#### Problem 1:
In the text on Six Nations water, in what year did the community's water treatment system open?
#### Problem 2:
Reproduce word for word the passage of the Six Nations water text starting with "Instead, the water" and going on through "bottles—often from Nestlé.".
#### Problem 3:
In the Six Nations water text, turn the paragraph that begins "Instead, the water is controlled by Ontario" into a bulleted list that keeps its main facts.

#### Text segment:
- - - - - - -

Makaśa Looking Horse, Six Nations of the Grand River (near Brantford, Ont.)
“Knowing that my community doesn’t have clean drinking water, and then a large corporation like Nestlé is making billions off of our water is maddening,” says Makaśa Looking Horse. The 23-year-old lives in Six Nations of the Grand River in southern Ontario, the most populated First Nation in Canada. As of early 2018, only nine percent of those 12,892 people had safe, potable water flowing out of taps in their homes.
Yet Six Nations is located in the Grand River watershed, the largest inland river system in southern Ontario. In 1784, British general Frederick Haldimand promised the community a “safe and comfortable retreat” encompassing six miles on either side of the Grand River, from its mouth to its source. If that promise had been upheld, Six Nations would be in control of the entire watershed, which supplies the community and 16 municipalities with household water.
Instead, the water is controlled by Ontario. For two decades, the province has allowed Nestlé Waters Canada to withdraw 3.6 million litres of it per day, at a cost of only $503.71 per million litres. And as the multinational corporation profits, it costs thousands to connect a Six Nations home to the community’s water treatment system, which only opened in 2014. Inadequate infrastructure means that option isn’t available to everyone: Some families have wells, filled every week or so by a water truck, which costs about $150 for a family of six. Others collect rainwater in cisterns. Some homes have no running water whatsoever. For drinking, many have to buy single-use plastic water bottles—often from Nestlé.

- - - - - - -

#### Given information:
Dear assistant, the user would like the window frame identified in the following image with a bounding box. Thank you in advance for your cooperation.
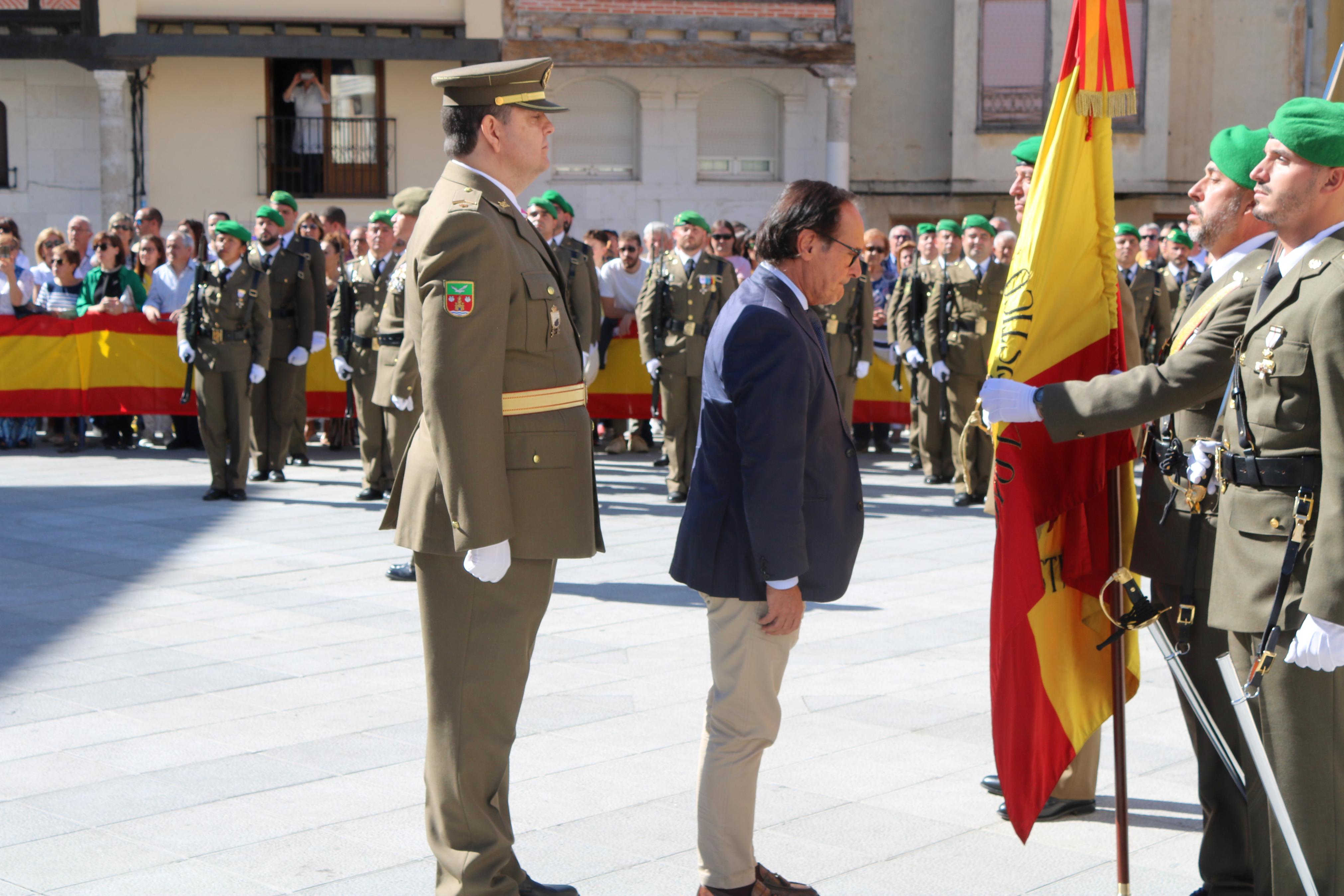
[976,0,1053,134]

- - - - - - -

#### Final answer 1:
2014

#### Final answer 2:
Instead, the water is controlled by Ontario. For two decades, the province has allowed Nestlé Waters Canada to withdraw 3.6 million litres of it per day, at a cost of only $503.71 per million litres. And as the multinational corporation profits, it costs thousands to connect a Six Nations home to the community’s water treatment system, which only opened in 2014. Inadequate infrastructure means that option isn’t available to everyone: Some families have wells, filled every week or so by a water truck, which costs about $150 for a family of six. Others collect rainwater in cisterns. Some homes have no running water whatsoever. For drinking, many have to buy single-use plastic water bottles—often from Nestlé.

#### Final answer 3:
- Ontario, not Six Nations, controls the water.
- For two decades, the province has let Nestlé Waters Canada withdraw 3.6 million liters per day at only $503.71 per million liters.
- Connecting a Six Nations home to the community's water treatment system costs thousands. That system opened only in 2014.
- Because of inadequate infrastructure, not everyone can connect.
- Some families have wells that a water truck fills every week or so, at about $150 for a family of six.
- Others collect rainwater in cisterns.
- Some homes have no running water at all.
- For drinking, many must buy single-use plastic water bottles, often from Nestlé.